[Records from a dataset]
● ● ●

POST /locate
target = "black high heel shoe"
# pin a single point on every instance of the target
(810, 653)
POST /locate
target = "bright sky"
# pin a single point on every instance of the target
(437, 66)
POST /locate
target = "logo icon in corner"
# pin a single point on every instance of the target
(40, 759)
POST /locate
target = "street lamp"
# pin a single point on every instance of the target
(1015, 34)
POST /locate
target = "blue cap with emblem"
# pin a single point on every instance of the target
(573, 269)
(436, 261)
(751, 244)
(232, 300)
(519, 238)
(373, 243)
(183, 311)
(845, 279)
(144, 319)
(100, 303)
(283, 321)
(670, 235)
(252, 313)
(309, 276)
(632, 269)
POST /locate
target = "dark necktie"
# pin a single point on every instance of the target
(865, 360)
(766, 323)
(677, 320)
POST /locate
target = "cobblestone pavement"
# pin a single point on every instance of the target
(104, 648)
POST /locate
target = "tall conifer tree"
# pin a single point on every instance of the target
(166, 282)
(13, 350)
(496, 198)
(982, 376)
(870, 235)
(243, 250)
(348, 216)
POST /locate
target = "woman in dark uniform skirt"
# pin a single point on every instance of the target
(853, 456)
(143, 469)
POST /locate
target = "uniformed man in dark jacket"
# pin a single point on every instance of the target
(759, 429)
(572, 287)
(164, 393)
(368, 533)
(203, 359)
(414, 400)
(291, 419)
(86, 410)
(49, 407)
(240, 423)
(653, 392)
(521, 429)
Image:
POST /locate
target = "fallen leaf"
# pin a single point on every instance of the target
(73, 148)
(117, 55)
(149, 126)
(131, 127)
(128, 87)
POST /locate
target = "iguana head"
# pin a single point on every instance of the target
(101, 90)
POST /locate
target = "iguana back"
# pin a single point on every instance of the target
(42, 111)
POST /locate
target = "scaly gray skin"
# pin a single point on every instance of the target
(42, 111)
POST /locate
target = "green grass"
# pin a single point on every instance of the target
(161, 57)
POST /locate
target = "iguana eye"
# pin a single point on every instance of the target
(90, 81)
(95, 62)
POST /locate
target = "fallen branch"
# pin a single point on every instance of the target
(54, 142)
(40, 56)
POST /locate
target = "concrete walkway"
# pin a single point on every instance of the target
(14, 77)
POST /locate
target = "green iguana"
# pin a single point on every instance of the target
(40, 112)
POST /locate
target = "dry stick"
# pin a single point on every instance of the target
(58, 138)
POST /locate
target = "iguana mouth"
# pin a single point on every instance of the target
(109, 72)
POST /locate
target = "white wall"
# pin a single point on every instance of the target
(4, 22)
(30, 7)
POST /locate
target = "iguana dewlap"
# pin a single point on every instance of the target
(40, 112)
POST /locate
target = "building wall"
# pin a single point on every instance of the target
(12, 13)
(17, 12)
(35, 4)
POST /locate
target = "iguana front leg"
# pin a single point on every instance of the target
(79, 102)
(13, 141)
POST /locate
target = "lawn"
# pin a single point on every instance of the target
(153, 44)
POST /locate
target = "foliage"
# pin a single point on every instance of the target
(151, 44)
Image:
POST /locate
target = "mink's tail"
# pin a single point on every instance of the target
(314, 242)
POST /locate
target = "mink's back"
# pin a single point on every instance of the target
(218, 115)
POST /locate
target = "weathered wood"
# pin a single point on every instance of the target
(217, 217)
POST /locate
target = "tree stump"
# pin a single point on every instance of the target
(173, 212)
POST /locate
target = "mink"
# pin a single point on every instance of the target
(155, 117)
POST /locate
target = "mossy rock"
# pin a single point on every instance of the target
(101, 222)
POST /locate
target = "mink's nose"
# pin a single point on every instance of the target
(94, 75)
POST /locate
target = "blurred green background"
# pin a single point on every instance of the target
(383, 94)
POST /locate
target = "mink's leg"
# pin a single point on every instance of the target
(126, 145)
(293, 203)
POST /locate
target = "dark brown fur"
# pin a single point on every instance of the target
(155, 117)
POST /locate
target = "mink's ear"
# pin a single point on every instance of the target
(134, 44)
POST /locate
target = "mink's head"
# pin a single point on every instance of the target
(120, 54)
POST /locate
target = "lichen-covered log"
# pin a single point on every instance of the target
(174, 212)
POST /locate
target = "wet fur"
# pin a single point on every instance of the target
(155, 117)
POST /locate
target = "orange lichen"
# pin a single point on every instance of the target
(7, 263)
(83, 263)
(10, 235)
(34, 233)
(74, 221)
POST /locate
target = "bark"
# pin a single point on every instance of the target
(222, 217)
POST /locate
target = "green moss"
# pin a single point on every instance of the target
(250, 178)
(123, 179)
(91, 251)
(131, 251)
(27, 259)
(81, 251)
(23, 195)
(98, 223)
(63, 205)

● ● ●

GIVEN TASK: All of the data shown above must be copied exactly.

EXPECTED ANSWER:
POST /locate
target = "black high heel shoe"
# pin a single point on every instance of the target
(810, 653)
POST /locate
target = "bright sky"
# pin a single point on every instance of the target
(437, 66)
POST /locate
target = "logo icon in corner"
# pin a single point on every instance of the target
(40, 759)
POST /locate
target = "street lamp"
# pin a single point on every instance of the target
(1015, 34)
POST /locate
target = "blue cap with emblem"
# pin a single point on every instance of the target
(573, 269)
(436, 261)
(751, 244)
(232, 300)
(519, 238)
(373, 243)
(183, 311)
(845, 279)
(144, 319)
(100, 303)
(283, 321)
(670, 235)
(252, 313)
(309, 276)
(632, 269)
POST /locate
target = "dark necktie"
# pin a single point on every instance of the target
(865, 360)
(766, 323)
(677, 320)
POST /locate
target = "cobblestone pavement"
# pin a single point on every instance of the target
(104, 648)
POST /locate
target = "tall conifer tree"
# pin a single point on every instance of the target
(166, 282)
(13, 350)
(496, 198)
(982, 376)
(870, 235)
(243, 250)
(348, 216)
POST /locate
target = "woman in dark uniform skirt"
# pin a single point on every instance of the target
(853, 456)
(143, 469)
POST /locate
target = "uniformed man in dark jacket"
# pin a single point on every instance of the target
(759, 429)
(572, 287)
(164, 393)
(368, 533)
(203, 359)
(414, 400)
(291, 419)
(86, 410)
(49, 407)
(240, 423)
(653, 392)
(521, 429)
Image:
POST /locate
target = "fallen leaf"
# pin a single point on every instance of the target
(73, 148)
(117, 55)
(149, 126)
(131, 127)
(128, 87)
POST /locate
target = "iguana head"
# pin a single point on every instance of the target
(101, 90)
POST /locate
target = "iguana back"
# pin a single point on every instance of the target
(42, 111)
POST /locate
target = "scaly gray skin"
# pin a single point on every instance of the target
(42, 111)
POST /locate
target = "green grass"
# pin a single point on every instance of the target
(161, 57)
POST /locate
target = "iguana eye"
# pin a single point on every instance of the target
(90, 81)
(95, 62)
POST /locate
target = "fallen branch"
# pin a single point on every instance of the target
(54, 142)
(40, 56)
POST /locate
target = "concrete walkway"
# pin a single point on every instance of the target
(14, 77)
POST /locate
target = "green iguana"
# pin a single point on every instance of the target
(40, 112)
POST /locate
target = "dry stick"
# pin a single point on every instance of the target
(58, 138)
POST /locate
target = "iguana mouth"
# pin a single point on every instance of the target
(109, 72)
POST /locate
target = "white wall"
# pin a single point on every instance of the target
(4, 22)
(30, 7)
POST /locate
target = "iguana dewlap"
# pin a single point on every instance of the target
(40, 112)
POST /locate
target = "building wall"
# pin a single point on every instance of the target
(12, 13)
(17, 12)
(35, 4)
POST /locate
target = "iguana front leg"
# pin a single point on every instance of the target
(79, 102)
(13, 141)
POST /locate
target = "lawn"
# pin a single point on every instance of the target
(153, 44)
POST /locate
target = "foliage"
# pin a single point on every instance of the target
(151, 44)
Image:
POST /locate
target = "mink's tail"
# pin a single point on every instance of the target
(314, 242)
POST /locate
target = "mink's back"
# pin a single point on every instance of the target
(218, 115)
POST /locate
target = "weathered wood"
# pin a single point on every instance of the target
(217, 217)
POST /locate
target = "tree stump"
# pin a single point on every instance of the target
(173, 212)
POST /locate
target = "mink"
# pin a single point on every instance of the target
(155, 117)
POST /locate
target = "mossy rock"
# pin a single point on every instance of the target
(101, 222)
POST /locate
target = "mink's nose"
# pin a single point on every instance of the target
(94, 75)
POST /locate
target = "blurred green background"
# pin a single point on every instance of the target
(383, 94)
POST /locate
target = "mink's leg"
# pin a single point on every instance of the target
(126, 145)
(293, 203)
POST /locate
target = "dark brown fur"
# pin a single point on every instance of the target
(155, 117)
POST /locate
target = "mink's ear"
# pin a single point on every instance of the target
(134, 44)
POST /locate
target = "mink's head"
# pin a single point on every instance of the target
(120, 54)
POST /locate
target = "lichen-covered log"
# pin a single point on every instance of the target
(174, 212)
POST /locate
target = "wet fur"
# pin a single point on every instance of the target
(155, 117)
POST /locate
target = "orange lichen"
# pin a single point on every instance of the target
(7, 263)
(83, 263)
(10, 235)
(34, 233)
(74, 221)
POST /locate
target = "bark"
# pin a single point on every instance of the target
(222, 217)
POST /locate
target = "green moss"
# pin a single point on every instance of the target
(250, 178)
(123, 179)
(91, 251)
(131, 251)
(27, 259)
(81, 251)
(23, 195)
(98, 223)
(63, 205)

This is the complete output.